▶ [Exercise aim]
Your reply should hold only the lines from the records below where "base" occurs.

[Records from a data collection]
# # # #
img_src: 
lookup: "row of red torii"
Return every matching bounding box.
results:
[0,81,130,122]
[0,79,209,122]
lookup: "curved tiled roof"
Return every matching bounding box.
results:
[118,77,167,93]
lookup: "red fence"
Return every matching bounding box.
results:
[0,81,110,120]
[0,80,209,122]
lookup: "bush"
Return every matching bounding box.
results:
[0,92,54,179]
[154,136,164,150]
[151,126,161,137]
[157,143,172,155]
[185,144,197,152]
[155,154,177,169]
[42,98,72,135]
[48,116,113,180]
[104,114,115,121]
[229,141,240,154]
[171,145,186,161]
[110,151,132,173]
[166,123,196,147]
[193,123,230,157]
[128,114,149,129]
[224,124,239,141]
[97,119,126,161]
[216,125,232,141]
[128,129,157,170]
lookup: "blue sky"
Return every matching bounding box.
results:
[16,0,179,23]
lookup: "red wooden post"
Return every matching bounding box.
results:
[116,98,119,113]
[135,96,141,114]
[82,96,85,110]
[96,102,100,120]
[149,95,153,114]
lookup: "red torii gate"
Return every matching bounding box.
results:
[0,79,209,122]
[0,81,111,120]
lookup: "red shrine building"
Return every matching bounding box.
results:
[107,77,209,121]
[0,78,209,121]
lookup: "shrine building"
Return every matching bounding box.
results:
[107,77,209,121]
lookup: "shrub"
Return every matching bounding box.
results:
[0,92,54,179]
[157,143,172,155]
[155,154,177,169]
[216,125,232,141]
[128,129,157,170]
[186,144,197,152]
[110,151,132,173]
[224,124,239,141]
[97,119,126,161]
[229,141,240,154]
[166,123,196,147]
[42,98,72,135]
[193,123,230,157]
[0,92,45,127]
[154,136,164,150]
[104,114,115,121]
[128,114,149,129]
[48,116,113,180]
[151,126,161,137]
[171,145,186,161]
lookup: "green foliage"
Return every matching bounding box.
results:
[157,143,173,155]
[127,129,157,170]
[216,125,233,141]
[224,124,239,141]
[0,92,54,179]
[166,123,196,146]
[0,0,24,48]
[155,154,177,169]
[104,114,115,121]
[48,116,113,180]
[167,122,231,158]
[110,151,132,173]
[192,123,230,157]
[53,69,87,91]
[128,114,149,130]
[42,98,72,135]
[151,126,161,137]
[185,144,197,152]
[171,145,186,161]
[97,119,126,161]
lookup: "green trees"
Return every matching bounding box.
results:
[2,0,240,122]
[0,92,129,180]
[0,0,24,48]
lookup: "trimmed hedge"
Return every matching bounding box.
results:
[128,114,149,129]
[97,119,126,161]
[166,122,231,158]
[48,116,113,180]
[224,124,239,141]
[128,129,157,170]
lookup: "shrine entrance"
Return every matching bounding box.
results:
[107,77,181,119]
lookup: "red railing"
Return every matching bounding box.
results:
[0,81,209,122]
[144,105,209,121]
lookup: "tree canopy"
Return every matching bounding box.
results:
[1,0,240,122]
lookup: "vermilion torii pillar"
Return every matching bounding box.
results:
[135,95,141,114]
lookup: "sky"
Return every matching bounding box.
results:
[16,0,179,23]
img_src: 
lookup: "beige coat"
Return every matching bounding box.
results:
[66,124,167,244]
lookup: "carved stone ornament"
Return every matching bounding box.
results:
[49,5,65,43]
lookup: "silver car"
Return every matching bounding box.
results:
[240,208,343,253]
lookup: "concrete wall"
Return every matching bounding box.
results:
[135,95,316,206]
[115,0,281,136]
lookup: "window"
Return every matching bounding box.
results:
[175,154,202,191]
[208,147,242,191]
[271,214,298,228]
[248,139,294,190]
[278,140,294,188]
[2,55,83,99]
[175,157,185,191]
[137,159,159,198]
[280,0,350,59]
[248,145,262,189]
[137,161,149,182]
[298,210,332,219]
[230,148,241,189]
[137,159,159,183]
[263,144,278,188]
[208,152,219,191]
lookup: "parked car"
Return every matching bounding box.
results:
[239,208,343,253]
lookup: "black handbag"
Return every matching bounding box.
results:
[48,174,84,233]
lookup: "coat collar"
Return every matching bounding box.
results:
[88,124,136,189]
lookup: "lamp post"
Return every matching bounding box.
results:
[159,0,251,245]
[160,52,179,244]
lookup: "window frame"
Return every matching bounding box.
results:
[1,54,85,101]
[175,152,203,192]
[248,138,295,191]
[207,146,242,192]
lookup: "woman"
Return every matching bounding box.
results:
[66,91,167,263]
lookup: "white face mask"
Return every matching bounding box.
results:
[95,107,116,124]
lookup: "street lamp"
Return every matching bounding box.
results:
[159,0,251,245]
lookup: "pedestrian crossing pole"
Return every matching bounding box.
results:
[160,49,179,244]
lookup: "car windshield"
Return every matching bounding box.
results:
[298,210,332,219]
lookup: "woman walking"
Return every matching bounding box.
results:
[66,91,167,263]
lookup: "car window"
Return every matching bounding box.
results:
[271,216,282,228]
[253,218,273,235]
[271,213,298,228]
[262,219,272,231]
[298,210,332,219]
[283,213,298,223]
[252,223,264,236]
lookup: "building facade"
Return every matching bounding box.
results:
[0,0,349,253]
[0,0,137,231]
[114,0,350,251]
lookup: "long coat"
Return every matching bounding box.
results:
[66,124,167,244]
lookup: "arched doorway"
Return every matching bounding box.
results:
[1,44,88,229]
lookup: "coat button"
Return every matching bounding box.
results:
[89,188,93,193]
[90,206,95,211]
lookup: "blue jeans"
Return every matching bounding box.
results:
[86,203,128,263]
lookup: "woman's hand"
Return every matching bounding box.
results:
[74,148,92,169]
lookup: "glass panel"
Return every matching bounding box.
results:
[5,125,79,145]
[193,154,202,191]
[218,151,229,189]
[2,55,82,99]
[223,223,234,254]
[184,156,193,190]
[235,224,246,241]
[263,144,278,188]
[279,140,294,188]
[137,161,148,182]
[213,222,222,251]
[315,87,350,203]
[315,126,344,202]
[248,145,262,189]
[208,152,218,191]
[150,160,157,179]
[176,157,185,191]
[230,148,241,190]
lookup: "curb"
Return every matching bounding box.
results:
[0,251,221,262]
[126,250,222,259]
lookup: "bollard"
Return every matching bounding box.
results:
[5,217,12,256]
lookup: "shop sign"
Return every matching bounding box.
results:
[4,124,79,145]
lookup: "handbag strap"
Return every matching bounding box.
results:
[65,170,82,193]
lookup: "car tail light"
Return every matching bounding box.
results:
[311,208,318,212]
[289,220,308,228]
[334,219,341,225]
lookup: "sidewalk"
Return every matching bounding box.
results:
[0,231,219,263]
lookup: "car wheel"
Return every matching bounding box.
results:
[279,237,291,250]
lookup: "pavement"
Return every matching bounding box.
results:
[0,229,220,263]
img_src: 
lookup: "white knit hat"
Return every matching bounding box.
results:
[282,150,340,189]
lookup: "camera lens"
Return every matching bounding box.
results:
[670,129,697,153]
# # # #
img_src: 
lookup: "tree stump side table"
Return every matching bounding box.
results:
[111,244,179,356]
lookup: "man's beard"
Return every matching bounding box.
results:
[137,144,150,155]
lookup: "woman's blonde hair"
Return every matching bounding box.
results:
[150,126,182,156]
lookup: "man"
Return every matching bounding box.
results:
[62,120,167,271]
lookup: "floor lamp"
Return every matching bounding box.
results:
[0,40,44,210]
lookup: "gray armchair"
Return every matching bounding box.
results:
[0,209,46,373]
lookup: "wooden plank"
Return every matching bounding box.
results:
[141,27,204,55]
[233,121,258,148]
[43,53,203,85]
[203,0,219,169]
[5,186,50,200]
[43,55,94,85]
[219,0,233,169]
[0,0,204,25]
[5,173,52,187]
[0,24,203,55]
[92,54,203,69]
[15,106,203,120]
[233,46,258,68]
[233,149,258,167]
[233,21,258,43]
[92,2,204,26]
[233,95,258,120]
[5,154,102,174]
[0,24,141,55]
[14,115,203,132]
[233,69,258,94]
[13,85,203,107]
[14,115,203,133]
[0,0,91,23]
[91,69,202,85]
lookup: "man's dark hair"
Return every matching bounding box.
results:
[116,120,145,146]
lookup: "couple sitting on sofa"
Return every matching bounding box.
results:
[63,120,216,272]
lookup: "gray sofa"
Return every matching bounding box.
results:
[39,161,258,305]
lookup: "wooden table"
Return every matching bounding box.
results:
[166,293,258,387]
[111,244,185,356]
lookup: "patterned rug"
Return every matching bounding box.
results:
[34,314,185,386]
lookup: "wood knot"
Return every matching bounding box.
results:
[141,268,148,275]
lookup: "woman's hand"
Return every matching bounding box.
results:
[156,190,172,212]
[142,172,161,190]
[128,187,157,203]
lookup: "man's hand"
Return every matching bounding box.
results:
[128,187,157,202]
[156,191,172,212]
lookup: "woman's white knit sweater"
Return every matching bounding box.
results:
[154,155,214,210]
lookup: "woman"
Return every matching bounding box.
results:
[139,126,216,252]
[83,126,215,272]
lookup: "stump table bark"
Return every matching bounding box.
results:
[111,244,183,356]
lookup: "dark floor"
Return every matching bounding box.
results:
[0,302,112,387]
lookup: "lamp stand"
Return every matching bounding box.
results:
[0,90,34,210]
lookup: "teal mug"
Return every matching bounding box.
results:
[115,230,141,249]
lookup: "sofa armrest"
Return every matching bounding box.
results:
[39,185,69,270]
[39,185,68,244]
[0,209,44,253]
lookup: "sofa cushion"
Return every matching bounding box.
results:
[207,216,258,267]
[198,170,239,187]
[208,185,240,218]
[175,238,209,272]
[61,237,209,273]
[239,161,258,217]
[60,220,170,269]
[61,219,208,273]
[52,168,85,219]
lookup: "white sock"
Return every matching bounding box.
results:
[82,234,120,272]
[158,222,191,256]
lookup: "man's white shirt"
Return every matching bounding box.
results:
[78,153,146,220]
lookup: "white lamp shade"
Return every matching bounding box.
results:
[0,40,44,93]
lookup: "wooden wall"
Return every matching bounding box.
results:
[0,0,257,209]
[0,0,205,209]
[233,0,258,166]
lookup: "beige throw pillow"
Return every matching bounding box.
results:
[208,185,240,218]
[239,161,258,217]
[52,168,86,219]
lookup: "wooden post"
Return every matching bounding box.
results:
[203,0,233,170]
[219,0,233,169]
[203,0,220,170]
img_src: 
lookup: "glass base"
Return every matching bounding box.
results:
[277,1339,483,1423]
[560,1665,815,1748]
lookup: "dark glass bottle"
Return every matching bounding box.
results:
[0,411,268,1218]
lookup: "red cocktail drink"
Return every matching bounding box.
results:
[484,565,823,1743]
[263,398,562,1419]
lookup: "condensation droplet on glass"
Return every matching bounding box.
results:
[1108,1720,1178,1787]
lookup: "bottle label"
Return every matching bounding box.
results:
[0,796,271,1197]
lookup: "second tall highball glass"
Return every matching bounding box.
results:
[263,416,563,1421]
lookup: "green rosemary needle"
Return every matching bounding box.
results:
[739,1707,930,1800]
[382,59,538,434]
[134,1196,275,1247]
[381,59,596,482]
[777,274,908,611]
# # # #
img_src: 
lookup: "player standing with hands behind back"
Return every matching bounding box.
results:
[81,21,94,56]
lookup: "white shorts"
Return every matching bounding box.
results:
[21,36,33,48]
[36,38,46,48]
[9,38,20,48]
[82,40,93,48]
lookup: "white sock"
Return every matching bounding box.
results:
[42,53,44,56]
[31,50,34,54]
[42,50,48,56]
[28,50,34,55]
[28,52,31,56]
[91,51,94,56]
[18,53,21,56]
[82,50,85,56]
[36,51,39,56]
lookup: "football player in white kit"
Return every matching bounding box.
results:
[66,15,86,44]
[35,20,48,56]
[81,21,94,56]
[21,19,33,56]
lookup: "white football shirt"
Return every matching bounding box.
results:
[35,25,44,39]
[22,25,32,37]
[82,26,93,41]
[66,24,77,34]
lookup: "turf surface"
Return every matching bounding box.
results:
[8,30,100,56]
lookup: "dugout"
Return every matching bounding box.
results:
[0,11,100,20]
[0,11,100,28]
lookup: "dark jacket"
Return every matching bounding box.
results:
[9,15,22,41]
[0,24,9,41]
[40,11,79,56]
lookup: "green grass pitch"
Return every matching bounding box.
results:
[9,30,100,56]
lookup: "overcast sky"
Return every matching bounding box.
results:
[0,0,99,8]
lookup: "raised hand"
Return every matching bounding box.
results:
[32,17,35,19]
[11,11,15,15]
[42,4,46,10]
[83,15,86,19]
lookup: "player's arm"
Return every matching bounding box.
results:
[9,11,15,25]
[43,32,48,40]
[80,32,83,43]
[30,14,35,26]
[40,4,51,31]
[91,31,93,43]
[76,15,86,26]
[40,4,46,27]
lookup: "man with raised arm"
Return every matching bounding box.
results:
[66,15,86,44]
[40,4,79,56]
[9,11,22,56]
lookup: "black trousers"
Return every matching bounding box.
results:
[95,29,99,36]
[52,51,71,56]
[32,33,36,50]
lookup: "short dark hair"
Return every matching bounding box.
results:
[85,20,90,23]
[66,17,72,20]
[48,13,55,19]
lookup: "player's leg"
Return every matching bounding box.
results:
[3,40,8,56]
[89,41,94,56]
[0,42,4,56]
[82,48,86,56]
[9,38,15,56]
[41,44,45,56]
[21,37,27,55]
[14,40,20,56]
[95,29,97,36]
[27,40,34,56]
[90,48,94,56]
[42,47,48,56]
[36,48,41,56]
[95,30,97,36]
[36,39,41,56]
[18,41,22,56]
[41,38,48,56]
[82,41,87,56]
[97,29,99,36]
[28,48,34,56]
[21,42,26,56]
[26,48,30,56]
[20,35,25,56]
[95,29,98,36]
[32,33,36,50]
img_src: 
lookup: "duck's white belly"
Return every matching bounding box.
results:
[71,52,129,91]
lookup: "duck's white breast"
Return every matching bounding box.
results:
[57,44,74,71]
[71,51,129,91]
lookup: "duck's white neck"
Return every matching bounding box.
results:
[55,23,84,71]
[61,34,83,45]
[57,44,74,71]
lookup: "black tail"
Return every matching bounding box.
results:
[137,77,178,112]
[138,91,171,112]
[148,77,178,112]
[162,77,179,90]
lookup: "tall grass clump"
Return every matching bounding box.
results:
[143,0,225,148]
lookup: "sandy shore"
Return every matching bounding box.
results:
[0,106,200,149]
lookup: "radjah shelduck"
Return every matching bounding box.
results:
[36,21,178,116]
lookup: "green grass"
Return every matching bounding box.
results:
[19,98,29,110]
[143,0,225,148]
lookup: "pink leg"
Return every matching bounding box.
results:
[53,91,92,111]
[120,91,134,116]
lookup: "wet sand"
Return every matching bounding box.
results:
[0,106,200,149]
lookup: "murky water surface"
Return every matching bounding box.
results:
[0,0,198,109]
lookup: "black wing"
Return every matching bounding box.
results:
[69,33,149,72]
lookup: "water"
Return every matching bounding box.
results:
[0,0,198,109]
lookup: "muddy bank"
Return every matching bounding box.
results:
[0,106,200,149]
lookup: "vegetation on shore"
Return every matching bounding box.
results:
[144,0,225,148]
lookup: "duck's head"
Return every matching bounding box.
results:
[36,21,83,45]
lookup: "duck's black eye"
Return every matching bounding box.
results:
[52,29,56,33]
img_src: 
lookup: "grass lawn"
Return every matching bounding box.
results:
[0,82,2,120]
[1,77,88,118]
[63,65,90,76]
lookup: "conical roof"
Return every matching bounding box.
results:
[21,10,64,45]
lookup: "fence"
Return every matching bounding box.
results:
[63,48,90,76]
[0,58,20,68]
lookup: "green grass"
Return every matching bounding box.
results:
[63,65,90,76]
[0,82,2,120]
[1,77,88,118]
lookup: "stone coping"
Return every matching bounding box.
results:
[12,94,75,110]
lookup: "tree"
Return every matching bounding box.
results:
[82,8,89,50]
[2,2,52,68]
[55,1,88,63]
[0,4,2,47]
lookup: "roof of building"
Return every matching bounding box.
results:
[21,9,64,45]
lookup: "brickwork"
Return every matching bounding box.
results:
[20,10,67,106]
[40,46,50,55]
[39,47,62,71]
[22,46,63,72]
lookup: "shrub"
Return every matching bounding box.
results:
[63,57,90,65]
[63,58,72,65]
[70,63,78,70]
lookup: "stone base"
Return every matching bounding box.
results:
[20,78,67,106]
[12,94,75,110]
# # # #
▶ [Final answer]
lookup: "glass base"
lookup: "stone base"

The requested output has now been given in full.